ABOUT THIS EXERCISE: Only one stretch of the data below should be repeated: the lines from the line containing "bare forearm, each" through the line containing "of the wooden", inclusive, exactly as they are.

PROVIDED MATERIAL:

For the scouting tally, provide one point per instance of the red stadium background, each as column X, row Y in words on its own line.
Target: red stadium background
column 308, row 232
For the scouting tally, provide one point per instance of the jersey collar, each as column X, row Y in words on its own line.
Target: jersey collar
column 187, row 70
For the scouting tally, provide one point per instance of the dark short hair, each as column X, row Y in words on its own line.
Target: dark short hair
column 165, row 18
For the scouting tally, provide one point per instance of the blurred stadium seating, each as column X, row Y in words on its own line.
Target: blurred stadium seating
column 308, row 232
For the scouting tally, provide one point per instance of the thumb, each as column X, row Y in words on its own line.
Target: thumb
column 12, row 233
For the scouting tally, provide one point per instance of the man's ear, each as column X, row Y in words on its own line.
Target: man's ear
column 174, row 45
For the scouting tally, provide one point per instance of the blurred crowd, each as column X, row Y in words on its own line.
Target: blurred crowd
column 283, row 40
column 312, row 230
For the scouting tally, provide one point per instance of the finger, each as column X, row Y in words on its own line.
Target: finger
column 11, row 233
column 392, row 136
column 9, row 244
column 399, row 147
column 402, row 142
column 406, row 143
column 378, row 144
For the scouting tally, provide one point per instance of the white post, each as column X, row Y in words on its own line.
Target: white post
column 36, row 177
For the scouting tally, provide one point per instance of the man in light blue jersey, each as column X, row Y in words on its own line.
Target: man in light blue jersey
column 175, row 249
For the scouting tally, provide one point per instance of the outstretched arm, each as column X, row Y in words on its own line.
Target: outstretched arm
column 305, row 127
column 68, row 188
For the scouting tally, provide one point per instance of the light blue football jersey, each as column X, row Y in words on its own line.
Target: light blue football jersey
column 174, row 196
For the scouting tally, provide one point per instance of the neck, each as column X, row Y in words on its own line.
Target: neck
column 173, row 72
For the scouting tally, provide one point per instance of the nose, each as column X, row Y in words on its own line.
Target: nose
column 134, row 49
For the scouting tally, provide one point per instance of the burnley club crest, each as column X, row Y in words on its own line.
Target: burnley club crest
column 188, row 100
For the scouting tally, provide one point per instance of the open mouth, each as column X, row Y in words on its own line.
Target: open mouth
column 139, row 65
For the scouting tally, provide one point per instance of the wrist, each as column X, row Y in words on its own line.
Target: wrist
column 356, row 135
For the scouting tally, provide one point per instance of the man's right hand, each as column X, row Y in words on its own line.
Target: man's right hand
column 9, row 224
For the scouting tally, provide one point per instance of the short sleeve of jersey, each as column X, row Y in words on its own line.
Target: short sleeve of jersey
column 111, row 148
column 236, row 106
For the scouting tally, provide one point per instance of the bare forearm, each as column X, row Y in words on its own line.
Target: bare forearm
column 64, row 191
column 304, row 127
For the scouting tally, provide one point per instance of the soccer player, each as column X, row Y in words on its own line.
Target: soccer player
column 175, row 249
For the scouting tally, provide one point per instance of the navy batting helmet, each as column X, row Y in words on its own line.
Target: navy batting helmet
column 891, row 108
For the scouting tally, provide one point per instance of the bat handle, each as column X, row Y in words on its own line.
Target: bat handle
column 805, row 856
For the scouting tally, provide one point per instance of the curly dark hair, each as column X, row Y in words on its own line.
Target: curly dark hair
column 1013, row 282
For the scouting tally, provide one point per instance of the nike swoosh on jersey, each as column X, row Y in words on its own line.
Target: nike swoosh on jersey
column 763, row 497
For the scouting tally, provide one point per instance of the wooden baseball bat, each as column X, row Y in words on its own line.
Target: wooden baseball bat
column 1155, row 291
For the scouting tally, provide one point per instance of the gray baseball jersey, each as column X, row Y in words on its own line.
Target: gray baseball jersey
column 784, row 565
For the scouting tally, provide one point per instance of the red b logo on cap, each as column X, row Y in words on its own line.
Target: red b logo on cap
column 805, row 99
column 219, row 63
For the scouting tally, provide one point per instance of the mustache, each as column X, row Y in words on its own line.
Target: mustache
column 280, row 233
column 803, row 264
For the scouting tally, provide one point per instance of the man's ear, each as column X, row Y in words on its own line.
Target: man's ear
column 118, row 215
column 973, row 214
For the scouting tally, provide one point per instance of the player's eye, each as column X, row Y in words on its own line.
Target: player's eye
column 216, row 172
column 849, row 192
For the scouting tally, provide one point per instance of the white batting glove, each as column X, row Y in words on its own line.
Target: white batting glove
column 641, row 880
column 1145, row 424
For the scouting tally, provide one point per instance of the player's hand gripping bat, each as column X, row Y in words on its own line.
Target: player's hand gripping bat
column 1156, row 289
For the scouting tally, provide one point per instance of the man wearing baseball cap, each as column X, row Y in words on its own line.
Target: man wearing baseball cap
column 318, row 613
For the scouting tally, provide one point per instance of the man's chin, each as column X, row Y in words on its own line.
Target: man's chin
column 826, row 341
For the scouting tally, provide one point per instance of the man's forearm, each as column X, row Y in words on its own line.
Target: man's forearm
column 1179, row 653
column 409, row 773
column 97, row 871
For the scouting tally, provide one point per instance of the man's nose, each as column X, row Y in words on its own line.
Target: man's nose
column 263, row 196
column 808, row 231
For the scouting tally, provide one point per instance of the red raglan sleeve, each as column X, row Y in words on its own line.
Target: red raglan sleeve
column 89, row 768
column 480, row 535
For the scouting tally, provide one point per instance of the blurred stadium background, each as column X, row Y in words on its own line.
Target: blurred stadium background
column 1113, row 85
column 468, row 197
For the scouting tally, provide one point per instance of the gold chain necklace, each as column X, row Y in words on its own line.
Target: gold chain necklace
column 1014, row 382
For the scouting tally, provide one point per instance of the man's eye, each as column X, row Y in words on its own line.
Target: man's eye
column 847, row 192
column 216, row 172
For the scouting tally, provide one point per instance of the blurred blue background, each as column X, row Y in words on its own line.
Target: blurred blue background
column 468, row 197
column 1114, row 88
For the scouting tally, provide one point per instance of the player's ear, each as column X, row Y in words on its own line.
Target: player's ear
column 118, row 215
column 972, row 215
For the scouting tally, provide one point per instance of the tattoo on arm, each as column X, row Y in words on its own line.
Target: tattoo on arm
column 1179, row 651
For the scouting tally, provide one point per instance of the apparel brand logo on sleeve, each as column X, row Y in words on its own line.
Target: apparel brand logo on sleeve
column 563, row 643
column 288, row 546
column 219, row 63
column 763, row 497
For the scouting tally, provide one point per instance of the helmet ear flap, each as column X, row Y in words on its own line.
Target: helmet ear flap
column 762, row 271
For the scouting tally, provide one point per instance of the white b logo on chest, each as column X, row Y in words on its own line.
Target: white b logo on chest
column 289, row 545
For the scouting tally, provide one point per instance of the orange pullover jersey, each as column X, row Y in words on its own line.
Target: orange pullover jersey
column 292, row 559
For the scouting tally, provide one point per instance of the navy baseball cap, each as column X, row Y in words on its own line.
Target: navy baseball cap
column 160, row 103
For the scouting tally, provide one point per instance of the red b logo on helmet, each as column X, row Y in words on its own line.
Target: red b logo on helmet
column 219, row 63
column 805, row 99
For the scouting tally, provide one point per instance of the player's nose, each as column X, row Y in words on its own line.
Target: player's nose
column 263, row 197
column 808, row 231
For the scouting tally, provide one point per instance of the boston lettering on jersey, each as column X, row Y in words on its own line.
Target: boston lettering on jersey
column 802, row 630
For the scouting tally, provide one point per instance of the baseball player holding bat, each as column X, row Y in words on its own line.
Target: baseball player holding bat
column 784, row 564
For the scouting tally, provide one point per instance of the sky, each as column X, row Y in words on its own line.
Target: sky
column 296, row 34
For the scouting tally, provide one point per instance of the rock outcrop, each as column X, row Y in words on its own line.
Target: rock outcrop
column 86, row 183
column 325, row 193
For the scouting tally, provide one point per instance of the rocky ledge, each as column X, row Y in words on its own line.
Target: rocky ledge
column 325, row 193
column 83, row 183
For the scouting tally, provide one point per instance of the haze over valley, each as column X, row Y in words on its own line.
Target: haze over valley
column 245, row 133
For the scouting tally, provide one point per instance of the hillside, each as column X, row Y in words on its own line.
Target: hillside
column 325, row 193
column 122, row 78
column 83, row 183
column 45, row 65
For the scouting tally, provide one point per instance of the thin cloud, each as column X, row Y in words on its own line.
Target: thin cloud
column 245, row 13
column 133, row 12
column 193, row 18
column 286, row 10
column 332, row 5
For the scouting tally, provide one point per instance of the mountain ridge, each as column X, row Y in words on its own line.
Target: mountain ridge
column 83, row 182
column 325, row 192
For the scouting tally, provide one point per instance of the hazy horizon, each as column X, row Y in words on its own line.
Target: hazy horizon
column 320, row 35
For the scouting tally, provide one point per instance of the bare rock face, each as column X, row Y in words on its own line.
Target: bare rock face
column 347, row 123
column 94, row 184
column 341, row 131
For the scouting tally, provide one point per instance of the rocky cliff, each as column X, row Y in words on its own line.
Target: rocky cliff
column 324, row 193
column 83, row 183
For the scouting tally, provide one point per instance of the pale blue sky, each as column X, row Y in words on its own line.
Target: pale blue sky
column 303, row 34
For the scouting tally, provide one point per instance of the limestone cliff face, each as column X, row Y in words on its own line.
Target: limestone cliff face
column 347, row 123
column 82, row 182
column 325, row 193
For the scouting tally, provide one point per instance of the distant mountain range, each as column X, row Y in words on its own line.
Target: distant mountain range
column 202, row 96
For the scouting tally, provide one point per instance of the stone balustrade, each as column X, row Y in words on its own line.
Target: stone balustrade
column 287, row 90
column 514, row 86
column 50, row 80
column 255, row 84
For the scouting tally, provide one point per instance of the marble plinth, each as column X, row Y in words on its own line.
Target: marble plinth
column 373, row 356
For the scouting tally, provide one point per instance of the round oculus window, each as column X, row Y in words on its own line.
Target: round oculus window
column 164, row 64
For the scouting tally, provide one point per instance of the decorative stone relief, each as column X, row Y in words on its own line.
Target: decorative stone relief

EXPECTED ANSWER:
For the scouting tally, provide one point per instance of the bare forearm, each as column X, row Y in words on its own line.
Target: bare forearm
column 64, row 191
column 304, row 127
For the scouting tally, provide one point per instance of the soccer player, each as column X, row Y in words on its own line.
Target: soccer player
column 175, row 249
For the scouting tally, provide one point per instance of the navy batting helmet, each as column X, row Y in words on its own line.
Target: navy batting helmet
column 891, row 108
For the scouting tally, provide one point per instance of the bat handle, each as column X, row Y in words on its own line.
Target: bat handle
column 805, row 856
For the scouting tally, provide one point per instance of the curly dark hair, each as column X, row Y in words on its own line.
Target: curly dark hair
column 1013, row 282
For the scouting tally, provide one point per instance of the nike swoosh on jersey, each as column X, row Y in words on its own line.
Target: nike swoosh on jersey
column 763, row 497
For the scouting tally, provide one point per instance of the wooden baseball bat, each as column X, row Y in words on its own line.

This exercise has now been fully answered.